[Stored records]
begin
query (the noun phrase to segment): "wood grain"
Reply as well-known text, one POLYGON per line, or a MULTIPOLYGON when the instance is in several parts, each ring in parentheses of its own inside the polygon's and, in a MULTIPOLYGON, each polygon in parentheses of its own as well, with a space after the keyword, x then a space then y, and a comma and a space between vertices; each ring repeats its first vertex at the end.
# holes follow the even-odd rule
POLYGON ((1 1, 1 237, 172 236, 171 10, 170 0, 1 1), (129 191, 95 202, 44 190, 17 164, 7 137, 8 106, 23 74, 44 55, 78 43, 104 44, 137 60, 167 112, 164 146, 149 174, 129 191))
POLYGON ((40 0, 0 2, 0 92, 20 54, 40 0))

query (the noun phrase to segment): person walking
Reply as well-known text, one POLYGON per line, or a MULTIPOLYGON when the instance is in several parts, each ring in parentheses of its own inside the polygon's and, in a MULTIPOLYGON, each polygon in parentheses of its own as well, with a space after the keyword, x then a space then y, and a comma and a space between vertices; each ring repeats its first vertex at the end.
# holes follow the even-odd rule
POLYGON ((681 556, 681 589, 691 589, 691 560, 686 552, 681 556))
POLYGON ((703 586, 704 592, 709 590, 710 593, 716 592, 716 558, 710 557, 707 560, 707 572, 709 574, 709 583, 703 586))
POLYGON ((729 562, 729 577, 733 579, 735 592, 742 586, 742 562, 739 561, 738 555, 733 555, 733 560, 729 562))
end
• _INSTRUCTION_
Present each line of the material above as one item in a numbered list, leaving out blank lines.

• _COMPLETE ANSWER_
1. query (the noun phrase to segment): "wood grain"
2. Reply as well-known text, one POLYGON per line, or a MULTIPOLYGON when the instance is in several parts, each ring in parentheses of its own inside the polygon's and, in a MULTIPOLYGON, each polygon in parentheses of its own as well, with a space after the keyword, x then a space then y, and a comma and a space between vertices; each ring repeats its first vertex at the end.
3. # holes follow the even-odd rule
4. POLYGON ((1 1, 1 237, 172 236, 171 10, 170 0, 1 1), (129 191, 95 202, 44 190, 17 164, 7 137, 8 106, 23 74, 44 55, 78 43, 104 44, 137 60, 167 112, 164 146, 149 174, 129 191))
5. POLYGON ((40 0, 0 2, 0 92, 20 54, 40 0))
6. query (the noun phrase to segment): person walking
7. Reply as well-known text, one POLYGON per line, or a MULTIPOLYGON when the instance is in several parts, each ring in parentheses of its own inside the polygon's and, in a MULTIPOLYGON, each polygon in parentheses of its own as well, with a space after the keyword, x then a space then y, and a comma and a space between vertices; each ring repeats its first vertex at the end.
8. # holes follow the even-odd rule
9. POLYGON ((681 556, 681 589, 691 589, 691 560, 686 552, 681 556))
10. POLYGON ((703 586, 704 592, 709 590, 710 593, 716 592, 716 558, 710 557, 707 560, 707 572, 709 574, 709 583, 703 586))
11. POLYGON ((729 562, 729 577, 733 579, 735 592, 742 586, 742 562, 739 561, 738 555, 733 555, 733 560, 729 562))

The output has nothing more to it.